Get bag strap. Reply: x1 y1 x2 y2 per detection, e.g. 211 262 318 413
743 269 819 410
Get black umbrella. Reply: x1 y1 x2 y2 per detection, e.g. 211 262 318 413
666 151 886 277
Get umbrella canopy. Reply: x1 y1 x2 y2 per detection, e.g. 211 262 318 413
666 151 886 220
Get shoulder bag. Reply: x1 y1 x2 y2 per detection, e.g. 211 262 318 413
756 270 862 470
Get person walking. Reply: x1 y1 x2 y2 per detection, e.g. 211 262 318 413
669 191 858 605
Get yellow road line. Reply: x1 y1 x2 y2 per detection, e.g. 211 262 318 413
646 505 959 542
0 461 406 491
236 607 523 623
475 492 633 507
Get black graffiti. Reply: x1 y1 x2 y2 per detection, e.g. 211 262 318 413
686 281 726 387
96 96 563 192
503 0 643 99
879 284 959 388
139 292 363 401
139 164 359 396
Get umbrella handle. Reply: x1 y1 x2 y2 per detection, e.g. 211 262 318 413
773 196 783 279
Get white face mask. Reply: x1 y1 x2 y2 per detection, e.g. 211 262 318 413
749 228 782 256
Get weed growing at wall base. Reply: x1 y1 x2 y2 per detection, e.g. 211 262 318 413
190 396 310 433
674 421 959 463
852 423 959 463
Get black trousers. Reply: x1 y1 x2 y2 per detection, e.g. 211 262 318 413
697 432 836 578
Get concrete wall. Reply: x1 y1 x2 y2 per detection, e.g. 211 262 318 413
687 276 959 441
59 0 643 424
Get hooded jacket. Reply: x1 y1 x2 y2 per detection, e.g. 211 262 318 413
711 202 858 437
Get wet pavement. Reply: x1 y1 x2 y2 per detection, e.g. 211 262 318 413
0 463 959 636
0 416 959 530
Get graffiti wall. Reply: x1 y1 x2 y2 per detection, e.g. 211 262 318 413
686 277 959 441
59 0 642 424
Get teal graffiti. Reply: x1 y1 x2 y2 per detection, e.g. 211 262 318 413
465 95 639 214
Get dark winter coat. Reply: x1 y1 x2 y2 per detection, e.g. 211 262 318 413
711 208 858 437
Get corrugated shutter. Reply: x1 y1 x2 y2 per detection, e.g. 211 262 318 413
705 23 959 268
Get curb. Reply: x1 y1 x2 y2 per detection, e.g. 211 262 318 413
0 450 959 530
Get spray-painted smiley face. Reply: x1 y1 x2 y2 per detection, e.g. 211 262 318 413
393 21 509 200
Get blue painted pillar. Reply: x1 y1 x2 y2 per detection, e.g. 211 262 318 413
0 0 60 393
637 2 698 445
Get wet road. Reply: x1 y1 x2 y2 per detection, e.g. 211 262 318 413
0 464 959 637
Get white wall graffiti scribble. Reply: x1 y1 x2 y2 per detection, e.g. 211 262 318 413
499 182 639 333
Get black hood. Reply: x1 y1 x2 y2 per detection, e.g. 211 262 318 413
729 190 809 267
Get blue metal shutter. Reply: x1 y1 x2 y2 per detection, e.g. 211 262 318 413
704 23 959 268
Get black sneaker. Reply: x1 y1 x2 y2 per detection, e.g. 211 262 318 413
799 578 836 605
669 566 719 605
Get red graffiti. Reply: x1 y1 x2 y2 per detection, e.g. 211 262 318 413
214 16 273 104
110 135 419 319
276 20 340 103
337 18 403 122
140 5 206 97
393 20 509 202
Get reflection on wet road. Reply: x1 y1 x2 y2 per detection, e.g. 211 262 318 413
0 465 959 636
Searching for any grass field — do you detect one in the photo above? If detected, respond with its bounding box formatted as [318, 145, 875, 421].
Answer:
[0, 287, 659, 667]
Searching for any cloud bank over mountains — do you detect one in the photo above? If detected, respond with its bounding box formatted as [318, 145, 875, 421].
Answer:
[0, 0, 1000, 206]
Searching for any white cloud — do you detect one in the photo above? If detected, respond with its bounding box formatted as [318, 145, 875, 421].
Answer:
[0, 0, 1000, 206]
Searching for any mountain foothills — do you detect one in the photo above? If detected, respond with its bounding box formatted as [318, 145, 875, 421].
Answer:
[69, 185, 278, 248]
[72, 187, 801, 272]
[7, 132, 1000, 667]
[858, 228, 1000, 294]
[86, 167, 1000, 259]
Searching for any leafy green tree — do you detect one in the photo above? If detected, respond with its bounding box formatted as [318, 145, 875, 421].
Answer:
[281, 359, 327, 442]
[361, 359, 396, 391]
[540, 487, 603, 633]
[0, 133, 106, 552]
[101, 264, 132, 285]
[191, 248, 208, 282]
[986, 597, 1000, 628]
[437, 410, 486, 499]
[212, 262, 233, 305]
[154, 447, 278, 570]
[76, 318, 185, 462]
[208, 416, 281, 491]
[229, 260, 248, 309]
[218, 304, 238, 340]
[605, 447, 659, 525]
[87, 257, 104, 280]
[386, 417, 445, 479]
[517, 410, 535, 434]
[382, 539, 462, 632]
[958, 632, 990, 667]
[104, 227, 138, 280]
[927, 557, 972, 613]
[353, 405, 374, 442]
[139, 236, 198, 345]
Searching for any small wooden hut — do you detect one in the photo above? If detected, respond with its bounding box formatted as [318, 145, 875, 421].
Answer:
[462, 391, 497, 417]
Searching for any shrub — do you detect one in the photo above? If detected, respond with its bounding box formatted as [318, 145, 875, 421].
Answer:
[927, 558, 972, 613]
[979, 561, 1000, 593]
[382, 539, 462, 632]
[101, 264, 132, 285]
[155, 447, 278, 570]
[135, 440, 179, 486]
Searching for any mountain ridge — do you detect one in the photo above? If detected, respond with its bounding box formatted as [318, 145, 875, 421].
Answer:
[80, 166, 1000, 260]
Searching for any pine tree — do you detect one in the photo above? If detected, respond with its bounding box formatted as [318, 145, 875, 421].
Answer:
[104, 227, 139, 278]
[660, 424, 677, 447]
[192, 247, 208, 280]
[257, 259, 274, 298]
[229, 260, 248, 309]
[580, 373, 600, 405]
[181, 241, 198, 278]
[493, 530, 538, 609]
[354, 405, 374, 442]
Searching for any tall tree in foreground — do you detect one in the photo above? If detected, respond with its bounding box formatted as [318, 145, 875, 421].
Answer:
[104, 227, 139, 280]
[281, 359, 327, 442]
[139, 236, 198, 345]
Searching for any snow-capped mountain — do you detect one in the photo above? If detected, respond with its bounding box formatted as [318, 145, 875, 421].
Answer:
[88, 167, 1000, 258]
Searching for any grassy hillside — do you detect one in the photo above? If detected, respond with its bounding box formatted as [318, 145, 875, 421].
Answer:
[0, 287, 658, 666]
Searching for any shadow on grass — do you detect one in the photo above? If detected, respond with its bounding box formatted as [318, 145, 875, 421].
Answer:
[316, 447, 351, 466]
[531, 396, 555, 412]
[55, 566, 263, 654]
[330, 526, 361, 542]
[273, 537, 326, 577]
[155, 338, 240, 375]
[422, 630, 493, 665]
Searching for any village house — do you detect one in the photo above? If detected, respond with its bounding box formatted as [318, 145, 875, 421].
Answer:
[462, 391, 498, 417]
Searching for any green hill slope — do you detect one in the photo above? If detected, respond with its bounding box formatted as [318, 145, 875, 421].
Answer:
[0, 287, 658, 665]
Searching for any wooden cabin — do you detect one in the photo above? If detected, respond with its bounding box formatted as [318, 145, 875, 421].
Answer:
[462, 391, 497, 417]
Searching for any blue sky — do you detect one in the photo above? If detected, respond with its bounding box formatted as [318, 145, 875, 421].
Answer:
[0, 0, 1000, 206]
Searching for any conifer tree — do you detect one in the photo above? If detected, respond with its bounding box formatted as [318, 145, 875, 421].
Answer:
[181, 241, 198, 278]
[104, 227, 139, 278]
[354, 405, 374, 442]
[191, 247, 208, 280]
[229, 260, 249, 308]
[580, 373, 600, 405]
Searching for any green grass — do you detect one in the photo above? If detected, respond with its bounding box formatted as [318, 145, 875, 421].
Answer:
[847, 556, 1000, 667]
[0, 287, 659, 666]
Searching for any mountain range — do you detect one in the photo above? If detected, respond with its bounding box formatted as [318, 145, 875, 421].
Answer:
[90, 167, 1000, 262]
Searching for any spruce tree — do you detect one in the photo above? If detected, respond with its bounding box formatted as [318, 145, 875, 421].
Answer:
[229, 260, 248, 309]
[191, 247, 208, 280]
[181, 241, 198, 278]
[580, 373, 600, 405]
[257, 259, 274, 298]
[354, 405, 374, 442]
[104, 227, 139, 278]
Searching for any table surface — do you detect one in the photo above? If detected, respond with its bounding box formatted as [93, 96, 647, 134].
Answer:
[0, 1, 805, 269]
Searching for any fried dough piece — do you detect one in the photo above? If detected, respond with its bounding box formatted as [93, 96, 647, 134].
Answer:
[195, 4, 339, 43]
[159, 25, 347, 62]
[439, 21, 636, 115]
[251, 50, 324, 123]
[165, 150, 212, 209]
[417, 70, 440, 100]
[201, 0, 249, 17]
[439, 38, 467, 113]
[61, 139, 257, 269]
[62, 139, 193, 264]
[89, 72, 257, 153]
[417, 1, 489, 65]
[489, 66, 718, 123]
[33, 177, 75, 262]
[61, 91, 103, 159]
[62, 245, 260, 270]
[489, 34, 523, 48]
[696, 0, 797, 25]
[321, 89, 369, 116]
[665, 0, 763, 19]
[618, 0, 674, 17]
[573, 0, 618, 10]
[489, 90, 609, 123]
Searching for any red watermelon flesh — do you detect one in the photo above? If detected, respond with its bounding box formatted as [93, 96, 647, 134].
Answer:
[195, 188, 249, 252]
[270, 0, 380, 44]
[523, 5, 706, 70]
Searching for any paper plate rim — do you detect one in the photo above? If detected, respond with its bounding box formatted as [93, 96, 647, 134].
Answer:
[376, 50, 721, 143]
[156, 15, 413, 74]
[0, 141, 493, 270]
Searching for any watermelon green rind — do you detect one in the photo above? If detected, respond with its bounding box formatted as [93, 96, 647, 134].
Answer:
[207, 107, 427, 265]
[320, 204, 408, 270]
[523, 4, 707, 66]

● ● ●

EXERCISE AIM ▸ Copy out the stretch of the records from the line containing "Searching for any snow-capped" through the line containing "[88, 167, 1000, 258]", both included, keeping every line unchanged.

THE REPLY ▸
Searching for any snow-capped mountain — do you detect one in the photo above? If detected, respond with its bounding box formatted as [318, 145, 875, 421].
Answer:
[88, 167, 1000, 258]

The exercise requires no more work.